> Problem
Set the following entries down again exactly, line by line.

Point labeling dataset excerpts:
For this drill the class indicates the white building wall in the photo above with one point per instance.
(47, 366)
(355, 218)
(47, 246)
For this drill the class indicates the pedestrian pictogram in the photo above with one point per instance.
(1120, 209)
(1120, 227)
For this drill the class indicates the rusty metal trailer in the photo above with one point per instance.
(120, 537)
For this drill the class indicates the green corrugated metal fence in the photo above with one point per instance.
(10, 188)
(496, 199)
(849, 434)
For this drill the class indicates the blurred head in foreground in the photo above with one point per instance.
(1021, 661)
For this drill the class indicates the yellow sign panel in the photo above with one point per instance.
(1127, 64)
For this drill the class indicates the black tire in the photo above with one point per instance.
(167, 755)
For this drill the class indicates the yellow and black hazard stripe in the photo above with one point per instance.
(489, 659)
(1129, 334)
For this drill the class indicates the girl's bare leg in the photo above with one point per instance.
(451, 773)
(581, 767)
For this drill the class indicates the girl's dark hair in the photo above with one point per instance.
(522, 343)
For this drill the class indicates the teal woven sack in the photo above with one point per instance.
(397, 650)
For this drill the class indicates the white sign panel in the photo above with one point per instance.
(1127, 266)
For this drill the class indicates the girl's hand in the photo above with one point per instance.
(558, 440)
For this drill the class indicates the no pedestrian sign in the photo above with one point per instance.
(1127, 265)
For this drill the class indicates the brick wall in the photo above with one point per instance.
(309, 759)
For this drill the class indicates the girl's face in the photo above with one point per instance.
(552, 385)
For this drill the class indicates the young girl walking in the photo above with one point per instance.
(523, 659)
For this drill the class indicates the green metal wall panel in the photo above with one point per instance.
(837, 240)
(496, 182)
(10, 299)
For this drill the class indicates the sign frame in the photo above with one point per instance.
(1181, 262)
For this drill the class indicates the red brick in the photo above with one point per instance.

> Expected answer
For this drill the class indicates the white building wall in the photo above with one point per instance.
(47, 366)
(355, 218)
(47, 246)
For this drill the class indicates the pedestrian pictogram in the photo above with one point per instance.
(1120, 209)
(1120, 227)
For this drill the class indicates the rusty metal trailer in the photo above with one point per instance.
(120, 537)
For this drill the class indicates the green corrugated metal fence in the photo above with one point per instance.
(10, 188)
(496, 199)
(849, 434)
For this drill the class indicates the blurred head in foreground in the photo above with one point per instance.
(1021, 661)
For this drill the class indicates the yellow sign panel in the photo above with one point per instance.
(1127, 64)
For this drill the class indicates the black tire in the photo above with one point per instance.
(167, 755)
For this drill the class indicates the yellow and black hazard stripe in the photo above with one point per instance.
(489, 659)
(1129, 334)
For this drill the class indicates the girl's bare leg in the photo above with one point per instance.
(451, 773)
(581, 767)
For this drill the class indicates the girl's dark hair in the photo above with one point per instance.
(522, 343)
For this drill the class indicates the teal woven sack in the photo above with one point per instance.
(397, 650)
For this drill the class indicates the white sign panel in the photo above with one point per instance.
(1127, 266)
For this drill the class indicates the girl's hand in the photo above with one point per instance.
(558, 440)
For this drill the class indicates the no pedestrian sign in the photo above with one point per instance.
(1127, 265)
For this drill the class indicates the brick wall in the photo above with one point per instance.
(309, 759)
For this drill the class indicates the girl's face in the photo above with one point per instance.
(552, 385)
For this drill the class indicates the young girl walking in the photo above with one point per instance.
(523, 659)
For this drill the class indicates the green metal wall panel in the photo above with one point per instance.
(837, 240)
(496, 182)
(10, 299)
For this drill the class indicates the sign frame in the photo above with one point per instance.
(1181, 262)
For this drill the class indicates the red brick in the photo above with one point per instance.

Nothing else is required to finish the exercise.